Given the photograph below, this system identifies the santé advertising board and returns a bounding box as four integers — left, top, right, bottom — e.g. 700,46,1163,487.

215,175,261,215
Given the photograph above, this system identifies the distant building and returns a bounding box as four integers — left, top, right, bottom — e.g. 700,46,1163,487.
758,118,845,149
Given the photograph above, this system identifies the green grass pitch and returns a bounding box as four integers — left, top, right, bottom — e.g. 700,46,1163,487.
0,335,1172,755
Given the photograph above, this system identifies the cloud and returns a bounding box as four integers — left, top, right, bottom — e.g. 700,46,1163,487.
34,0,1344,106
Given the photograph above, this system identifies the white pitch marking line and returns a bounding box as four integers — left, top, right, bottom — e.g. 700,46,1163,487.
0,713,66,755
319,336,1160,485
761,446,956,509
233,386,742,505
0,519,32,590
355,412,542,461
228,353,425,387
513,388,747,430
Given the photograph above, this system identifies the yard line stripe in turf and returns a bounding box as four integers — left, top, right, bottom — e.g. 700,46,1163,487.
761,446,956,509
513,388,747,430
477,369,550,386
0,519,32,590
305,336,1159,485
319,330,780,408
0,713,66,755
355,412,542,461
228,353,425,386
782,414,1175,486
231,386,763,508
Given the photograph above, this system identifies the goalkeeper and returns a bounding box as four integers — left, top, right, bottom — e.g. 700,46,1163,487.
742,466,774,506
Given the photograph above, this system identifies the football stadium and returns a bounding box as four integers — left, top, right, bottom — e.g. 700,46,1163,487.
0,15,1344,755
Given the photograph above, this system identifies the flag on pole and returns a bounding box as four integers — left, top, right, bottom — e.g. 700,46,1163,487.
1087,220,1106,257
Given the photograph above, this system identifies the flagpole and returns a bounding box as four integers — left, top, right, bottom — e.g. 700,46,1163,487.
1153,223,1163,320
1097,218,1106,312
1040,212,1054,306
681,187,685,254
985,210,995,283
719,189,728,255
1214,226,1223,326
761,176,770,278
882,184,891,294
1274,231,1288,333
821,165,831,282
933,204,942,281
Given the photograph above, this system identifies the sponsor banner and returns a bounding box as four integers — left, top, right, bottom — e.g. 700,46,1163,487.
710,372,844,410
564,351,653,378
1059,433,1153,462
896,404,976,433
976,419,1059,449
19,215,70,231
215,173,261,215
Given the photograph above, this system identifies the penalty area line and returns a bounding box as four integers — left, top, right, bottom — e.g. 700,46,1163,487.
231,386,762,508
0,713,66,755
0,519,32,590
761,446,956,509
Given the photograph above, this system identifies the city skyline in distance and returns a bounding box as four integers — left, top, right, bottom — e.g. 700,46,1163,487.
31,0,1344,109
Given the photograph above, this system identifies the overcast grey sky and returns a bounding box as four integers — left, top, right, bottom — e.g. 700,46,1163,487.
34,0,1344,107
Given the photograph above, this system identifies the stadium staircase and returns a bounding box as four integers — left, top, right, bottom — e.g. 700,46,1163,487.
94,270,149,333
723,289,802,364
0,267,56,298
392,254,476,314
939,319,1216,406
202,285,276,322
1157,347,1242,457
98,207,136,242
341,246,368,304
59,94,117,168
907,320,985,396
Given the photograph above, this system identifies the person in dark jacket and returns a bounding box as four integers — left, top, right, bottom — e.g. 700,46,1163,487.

= = = = =

» **EXERCISE INSTRUCTIONS**
Update the lines from the one containing "Given the photograph above, this system identifies the city" through the last line, swapping "stadium staircase" for "stadium stairway" and leaving everything else unchanged.

» **THE ANSWER**
Given the photograph above, this system identifies the city skyline in distance and returns a bounding box as four integers — left, top, right, bottom — e.g. 700,46,1163,487.
31,0,1344,109
Given the photograph above, this system identifies the overcast grey sky and returns a bounding box as four integers — left, top, right, bottom — e.g. 700,46,1163,487.
34,0,1344,107
Given the photograph above, this system identifies the stadium stairway and returns a bounding box as four integers — left, top, right, bottom — e.g. 700,46,1163,487.
94,270,149,333
723,289,802,364
0,267,56,298
392,254,476,314
939,319,1216,406
202,285,276,322
1157,347,1242,457
98,207,136,242
341,246,368,304
59,94,117,168
907,320,985,396
Given the photograph above, this system identifies the person in dark jacket and returns a bounding box as four integers — left, top, right, bottom — e.g. 700,46,1163,487.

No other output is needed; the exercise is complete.